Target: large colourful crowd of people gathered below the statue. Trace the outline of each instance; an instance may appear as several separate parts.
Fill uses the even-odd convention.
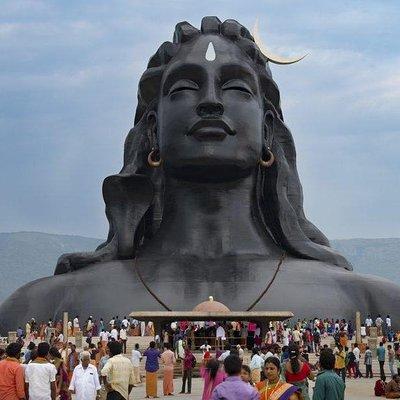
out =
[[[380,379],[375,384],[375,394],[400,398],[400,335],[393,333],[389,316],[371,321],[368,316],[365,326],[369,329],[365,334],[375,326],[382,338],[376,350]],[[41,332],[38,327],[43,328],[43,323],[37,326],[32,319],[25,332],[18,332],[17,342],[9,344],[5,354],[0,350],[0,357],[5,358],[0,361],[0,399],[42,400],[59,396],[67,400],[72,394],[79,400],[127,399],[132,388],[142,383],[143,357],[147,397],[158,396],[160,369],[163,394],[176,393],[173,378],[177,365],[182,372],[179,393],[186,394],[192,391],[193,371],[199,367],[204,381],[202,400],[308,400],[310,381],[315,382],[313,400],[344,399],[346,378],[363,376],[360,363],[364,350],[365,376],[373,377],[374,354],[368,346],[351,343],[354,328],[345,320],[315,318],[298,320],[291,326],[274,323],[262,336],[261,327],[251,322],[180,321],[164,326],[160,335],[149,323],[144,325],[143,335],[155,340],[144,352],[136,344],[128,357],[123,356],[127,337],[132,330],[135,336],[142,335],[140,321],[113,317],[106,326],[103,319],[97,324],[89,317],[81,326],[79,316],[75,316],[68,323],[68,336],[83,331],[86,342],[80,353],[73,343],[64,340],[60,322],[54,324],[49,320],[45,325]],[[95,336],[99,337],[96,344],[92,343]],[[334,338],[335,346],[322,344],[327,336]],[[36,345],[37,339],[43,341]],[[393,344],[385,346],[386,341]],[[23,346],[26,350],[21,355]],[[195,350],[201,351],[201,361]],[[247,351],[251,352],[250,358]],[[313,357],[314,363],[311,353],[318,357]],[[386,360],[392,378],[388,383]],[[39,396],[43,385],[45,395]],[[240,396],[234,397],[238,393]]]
:::
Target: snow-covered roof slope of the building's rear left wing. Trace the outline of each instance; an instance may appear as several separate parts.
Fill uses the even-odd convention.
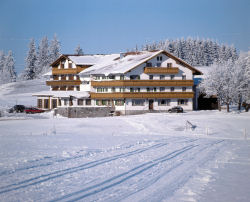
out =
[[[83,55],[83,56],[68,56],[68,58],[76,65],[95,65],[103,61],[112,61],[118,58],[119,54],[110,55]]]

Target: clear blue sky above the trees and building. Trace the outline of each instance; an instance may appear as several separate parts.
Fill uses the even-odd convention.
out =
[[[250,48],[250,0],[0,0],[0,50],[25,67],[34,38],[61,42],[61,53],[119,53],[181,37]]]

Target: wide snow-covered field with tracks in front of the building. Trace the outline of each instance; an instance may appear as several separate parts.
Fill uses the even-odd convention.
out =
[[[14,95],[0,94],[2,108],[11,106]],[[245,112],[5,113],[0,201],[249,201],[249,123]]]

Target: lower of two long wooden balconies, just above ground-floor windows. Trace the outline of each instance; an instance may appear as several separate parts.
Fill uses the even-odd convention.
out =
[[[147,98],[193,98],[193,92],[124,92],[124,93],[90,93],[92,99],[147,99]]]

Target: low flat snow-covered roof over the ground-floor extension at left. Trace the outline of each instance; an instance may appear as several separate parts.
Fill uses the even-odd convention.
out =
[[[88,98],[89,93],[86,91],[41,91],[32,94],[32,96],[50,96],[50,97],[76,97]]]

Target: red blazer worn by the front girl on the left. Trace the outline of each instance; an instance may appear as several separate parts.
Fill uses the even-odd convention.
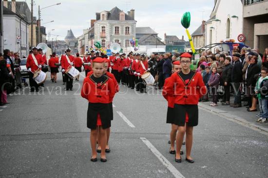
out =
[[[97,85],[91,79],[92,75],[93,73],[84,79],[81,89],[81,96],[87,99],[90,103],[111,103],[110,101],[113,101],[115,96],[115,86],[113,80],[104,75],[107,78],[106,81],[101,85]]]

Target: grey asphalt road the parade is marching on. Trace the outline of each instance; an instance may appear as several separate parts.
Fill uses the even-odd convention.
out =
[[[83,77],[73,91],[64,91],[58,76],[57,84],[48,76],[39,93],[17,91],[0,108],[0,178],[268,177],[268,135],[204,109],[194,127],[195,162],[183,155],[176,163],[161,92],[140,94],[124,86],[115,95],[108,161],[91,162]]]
:::
**What you will do:** Only a number is wanted here: the count of lines in the data that contain the string "front".

**Written reply:** 2